(* fuzzy numbers (or whatever), Chris Matthews' talk at Teesside,
see ch 4, s3.3 in Manes, Algebraic Theories, pg 310 *)
FuzzyL = Monad3 + CompleteLattice +
(* fuzzy set monad, in terms of unit, ext and oM - map and join are derived *)
(* note - this can also be used for the probability distribution monad,
by letting the lattice be probabilities rather than fractional membership,
letting join be sum, and meet be product.
Then the distributivity rule we use is valid, and the defn of oF is
(g oF f) a c = sum_b {f a b * g b c} *)
(* should also be able to get an interesting monad morphism
from the compound writer monad,
f : "'a W set => ('a => monoid)"
in the case where the monoid in the writer monad is a lattice,
where f ws a = join {x. (a, x) : ws} *)
types
lat
'a F = "'a => lat"
arities
lat :: complete_lattice
(* we need this additional distributivity rule *)
rules
meet_Join_dist "a && Join S = Join ({a && s | s. s : S})"

_Entries provided_
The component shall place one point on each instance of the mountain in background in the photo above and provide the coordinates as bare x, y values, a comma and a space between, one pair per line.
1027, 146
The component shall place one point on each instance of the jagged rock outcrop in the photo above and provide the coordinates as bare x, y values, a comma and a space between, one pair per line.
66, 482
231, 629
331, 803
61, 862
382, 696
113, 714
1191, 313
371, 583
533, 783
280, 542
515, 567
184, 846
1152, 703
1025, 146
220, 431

_Work to complete_
A – Answer these about the fuzzy set monad code:
(i) Whose talk does the opening comment mention, and where was it given?
(ii) When the code is used for the probability distribution monad, what should join and meet become?
(iii) Under "arities", what is "lat" declared to be?
B – Write the next part of the fuzzy set monad code, starting after the rule "meet_Join_dist".
The listing is separate material from the fuzzy set monad code.

_In response_
A –
(i) Chris Matthews, at Teesside.
(ii) Join becomes sum, and meet becomes product.
(iii) complete_lattice

B –
consts
unitF :: "'a =>'a F"
oF :: "['b => 'c F, 'a => 'b F] => 'a => 'c F" (infixl 55)
extF :: "('a => 'b F) => ('a F => 'b F)"
mapF :: "('a => 'b) => ('a F => 'b F)"
joinF :: "('a F F => 'a F)"
defs
unitF_def "unitF a x == if x = a then top else bottom"
extF_def "extF f af y == Join (range (%x. meet (af x) (f x y)))"
E6 "h oF f == extF h o f"
E5 "mapF f == extF (unitF o f)"
E4 "joinF == extF id"
(* as the monad is commutative, we can lift a binary operator *)
consts
lift :: "('a => 'b => 'c) => 'a F => 'b F => 'c F"
defs
lift_def "lift f a' b' == extF (%a. extF (unitF o f a) b') a'"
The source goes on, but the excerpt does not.